Excerpted passage
______
I.Standard of Review
A district court reviews a bankruptcy court's findings of fact for clear error and its conclusions of law de novo. In re Albert, No. 10-CV-2835, 2011 U.S. Dist. LEXIS 45371, at *4 (E.D.N.Y. Apr. 26, 2011) (citing In re Vouzianas, 259 F.3d 103, 107 (2d Cir. 2001)). The standard for granting a motion to stay is the same as that for a preliminary injunction and, thus, the movant must establish all four of the following elements: (1) likelihood of success on the merits of the appeal; (2) appellant will suffer irreparable injury if the stay is denied; (3) no substantial harm will come to appellee; and (4) that issuance of the stay would not involve harm to the public interest. See, e.g., In re Sphere Holding Corp., 162 B.R. 639, 642 (E.D.N.Y. 1994); In re Crescenzi, 58 B.R. 141, 142-43 (S.D.N.Y. 1986).
II.The District Court's Jurisdiction
Before the court reaches the merits of debtor's motion to stay the bankruptcy court orders and the foreclosure sale, the court must determine whether it has jurisdiction to hear debtor's appeal. Federal Rule of Bankruptcy Procedure 8005 ("Rule 8005") states:
A motion for a stay of the judgment, order, or decree of a bankruptcy judge, for approval of a supersedeas bond, or for other relief pending appeal must ordinarily be presented to the bankruptcy judge in the first instance. . . . A motion for such relief, or for modification or termination of relief granted by a bankruptcy judge, may be made to the district court or the bankruptcy appellate panel, but the motion shall show why the relief, modification, or termination was not obtained from the bankruptcy judge. The district court or the bankruptcy appellate panel may condition the relief it grants under this rule on the filing of a bond or other appropriate security with the bankruptcy court.
The debtor's principal argument with respect to Rule 8005 is that, although it did not bring the motion to stay to the bankruptcy court in the first instance, as required by the plain language of Rule 8005, it has complied with that rule because "the Bankruptcy Court, by its sua sponte dismissal of the case based on what amount to mere technicalities, and for reasons that had no bearing on whether or not the Appellant had the ability to reorganize . . . has, in sum and substance, indicated that it would not grant the Appellant any relief to preserve its Property, let alone staying the Bankruptcy Court's Orders during the pendency of the appeals." (Debtor Pet. at ¶ 17.) Alternatively, debtor argues that "it is axiomatic that the District Court always sits as a Court of original jurisdiction over bankruptcy matters, and, thus, the District Court will always have discretion to hear bankruptcy matters . . . even assuming, arguendo, that the Appellant's emergency application does not comply with Rule 8005." (ECF No. 14-4, Debtor-Appellant 347 Linden LLC's Reply Memorandum of Law in Further Support of the Appellant's Emergency Application for a Stay Pending Appeal of the Bankruptcy Court's Lift Stay Order and Dismissal Order, and a Stay of the Foreclosure Sale of the Property ("Debtor Reply") at 4.) In response, Fannie Mae argues that Rule 8005 "require[s] that a party seeking . . . a stay apply first to the bankruptcy court; failure to exhaust this procedural step warrants denial of such an application by the district court." (Fannie Mae Opp. at 13.)
______
Complete the following
A - Which court cases does the bankruptcy stay opinion above cite by name?
B - Carry the bankruptcy stay opinion above forward from its last sentence with the next paragraph.
The material after this point comes from another source and is unrelated to the opinion above.

Data segment
______
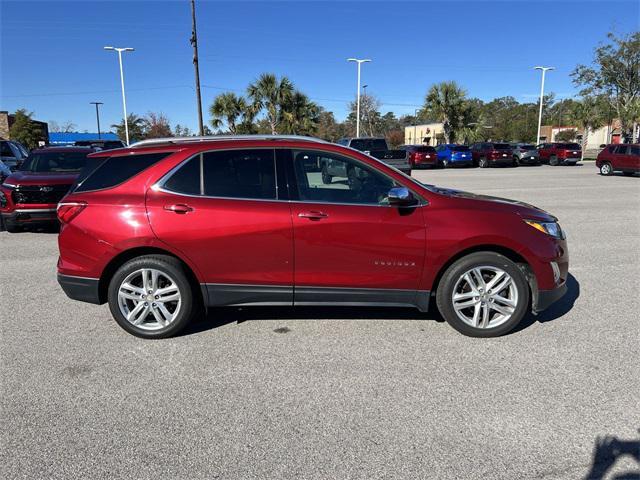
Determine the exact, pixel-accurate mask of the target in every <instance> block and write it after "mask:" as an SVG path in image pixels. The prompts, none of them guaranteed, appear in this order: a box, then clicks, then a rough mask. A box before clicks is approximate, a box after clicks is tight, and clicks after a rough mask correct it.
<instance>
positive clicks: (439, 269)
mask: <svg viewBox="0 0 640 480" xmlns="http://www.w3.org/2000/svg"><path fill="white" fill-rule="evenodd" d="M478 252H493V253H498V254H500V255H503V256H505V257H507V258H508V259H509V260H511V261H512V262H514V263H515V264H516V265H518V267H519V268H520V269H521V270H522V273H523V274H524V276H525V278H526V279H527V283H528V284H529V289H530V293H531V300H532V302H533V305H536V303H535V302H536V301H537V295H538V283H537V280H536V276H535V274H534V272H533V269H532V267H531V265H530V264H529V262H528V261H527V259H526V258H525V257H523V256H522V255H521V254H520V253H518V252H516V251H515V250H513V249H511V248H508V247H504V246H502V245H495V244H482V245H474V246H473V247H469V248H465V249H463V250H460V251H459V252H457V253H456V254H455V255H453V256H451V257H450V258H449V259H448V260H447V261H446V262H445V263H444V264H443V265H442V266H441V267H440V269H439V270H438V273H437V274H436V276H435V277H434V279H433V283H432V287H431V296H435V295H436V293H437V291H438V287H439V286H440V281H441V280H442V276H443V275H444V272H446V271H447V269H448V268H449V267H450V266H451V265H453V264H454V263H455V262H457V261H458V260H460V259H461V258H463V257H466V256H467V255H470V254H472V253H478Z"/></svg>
______
Answers given
A - In re Albert; In re Vouzianas; In re Sphere Holding Corp.; In re Crescenzi

B -
The court agrees with Fannie Mae that the debtor's proper course was
to file the motion to stay with the bankruptcy court in the first
instance, rather than in this court. In re Zahn Farms, 206 B.R. 643,
644 (2d Cir. Bankr. Pan. 1997) ("We are of the view that we may not
consider the merits of the request for a stay pending appeal, because
by their own admission, the Debtors have not complied with the duty
imposed by [Rule] 8005 to present the request for stay first to the
bankruptcy judge from whose order the appeal is taken.").*fn2
A district court has the power to stay an order or judgment
of the bankruptcy court only if "such relief was first sought in the
bankruptcy court." Crescenzi, 58 B.R. at 142. Indeed, in cases in
which district courts have found that they had jurisdiction to
consider a debtor's motion to stay after the dismissal of a bankruptcy
petition, the debtor had first sought the desired relief before the
bankruptcy court. See, e.g., id. (only after the bankruptcy judge
denied a stay pending appeal, did debtor move in the district court for a
stay); Sphere Holding Corp., 162 B.R. at 641 (only after the
bankruptcy court dismissed the debtor's chapter 11 petition and denied
an order to show cause did debtor bring an order to show cause in the
district court seeking the same relief); DCNC North Carolina I, L.L.C.v.
Wachovia Bank, No. 09-cv-3775, 2009 U.S. Dist. LEXIS 93046, at *9
(E.D. Pa. Oct. 5, 2009) (only after the bankruptcy court dismissed the
case and denied the debtor's motion for a stay pending appeal did the
debtor appeal the dismissal and move for a stay in district court); In
re Carolina Park Assocs., LLC, No. 10-cv-1805, 2010 U.S. Dist. LEXIS
70933, at *3 (D.S.C. July 12, 2010) (only after the bankruptcy court
dismissed the case and denied the debtor's motion to alter or amend
the bankruptcy court's order did the debtor move for a stay pending
appeal in district court).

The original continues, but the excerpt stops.